*TRABALHO A FAZER*. No excerto sobre a conferência de educação, reescreva tudo desde "2. A intenção" até "de 189 Estados.", trocando "Nova Iorque" por "Genebra".

*EXCERTO*.
2. A intenção da Conferência foi a análise do estado da educação no nosso país, na perspectiva do cumprimento dos objectivos definidos em algumas ocasiões históricas, como sejam: o “Encontro Mundial sobre Educação”, de Jomtien, na Tailândia, no ano de 1990; a “Cimeira Mundial de Educação”, de 26 a 28 de Abril de 2000, em Dakar, no Senegal; e a chamada “Cimeira do Milénio”, de Setembro de 2000, em Nova Iorque, na qual se definiram os conhecidos “Objectivos de Desenvolvimento do Milénio”, um compromisso assumido pelos dirigentes de 189 Estados.

3. Eu estive presente no grande encontro de Jomtien, na Tailândia, enquadrado na delegação angolana chefiada pelo então Ministro da Educação, Eng. Augusto Lopes Teixeira, já são passadas quase duas décadas. Neste Conferência, pontificou uma figura grada da investigação histórica do nosso Continente, o Professor Joseph Ki-Zerbo, o Burquina Fasso, um dos co-autores da História Geral de África, infelizmente já desaparecido.

4. Todos os Protocolos assinados nestes eventos tiveram como respaldo os princípios definidos na “Declaração Universal dos Direitos Humanos”, adoptada e proclamada pela Assembleia Geral das Nações Unidas em 10 de Dezembro de 1948, no rescaldo da grande hecatombe mundial que foi a Segunda Grande Guerra. No seu preâmbulo, a “Declaração Universal dos Direitos Humanos” diz explicitamente que cada indivíduo e cada órgão da sociedade devem esforçar-se, por meio do ensino e da educação, por promover o respeito a esses direitos e liberdades, adoptando medidas progressivas de carácter nacional e internacional, para que eles se tornem universais e efectivos. No 1º parágrafo do artigo nº 26, a “Declaração Universal dos Direitos Humanos” também dispõe, taxativamente: “Todo ser humano tem direito à instrução. A instrução será gratuita, pelo menos nos graus elementares e fundamentais. A instrução elementar será obrigatória. A instrução técnico-profissional será acessível a todos, bem como a instrução superior, esta baseada no mérito”.

5. Dos 8 Objectivos traçados pela “Cimeira do Milénio”, 2 deram substância à Conferência sobre Educação recentemente terminada em Luanda, nomeadamente: o 2º Objectivo que orienta os países no sentido de garantirem o ensino primário completo a todos os rapazes e raparigas; o 3º Objectivo que se reporta especificamente à promoção da igualdade de género e a autonomização da mulher, por meio do acesso ao ensino de qualidade. Esta última questão mereceu um especial destaque por parte dos presentes, e, muito em particular, de uma das participantes à Conferência, uma mulher aparentemente de condição humilde, engajada na promoção da alfabetização das mulheres na Província do Bengo. A determinada altura, essa perspicaz mulher pediu a palavra para referir o facto de o ensino no meio rural carecer ainda de qualidade. Por isso, sugeriu um melhor acompanhamento pelas entidades responsáveis. Fez, igualmente, referência aos vários entraves de carácter cultural e social que dificultam o acesso da mulher rural à alfabetização, obstaculizando, pois, o alcance do 3º Objectivo definido na “Cimeira do Milénio”.

*DADOS DE ORIGEM*.
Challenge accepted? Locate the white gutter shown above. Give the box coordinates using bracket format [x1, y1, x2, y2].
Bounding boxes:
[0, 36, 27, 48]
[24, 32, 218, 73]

*SOLUÇÃO DO PROBLEMA*.
2. A intenção da Conferência foi a análise do estado da educação no nosso país, na perspectiva do cumprimento dos objectivos definidos em algumas ocasiões históricas, como sejam: o “Encontro Mundial sobre Educação”, de Jomtien, na Tailândia, no ano de 1990; a “Cimeira Mundial de Educação”, de 26 a 28 de Abril de 2000, em Dakar, no Senegal; e a chamada “Cimeira do Milénio”, de Setembro de 2000, em Genebra, na qual se definiram os conhecidos “Objectivos de Desenvolvimento do Milénio”, um compromisso assumido pelos dirigentes de 189 Estados.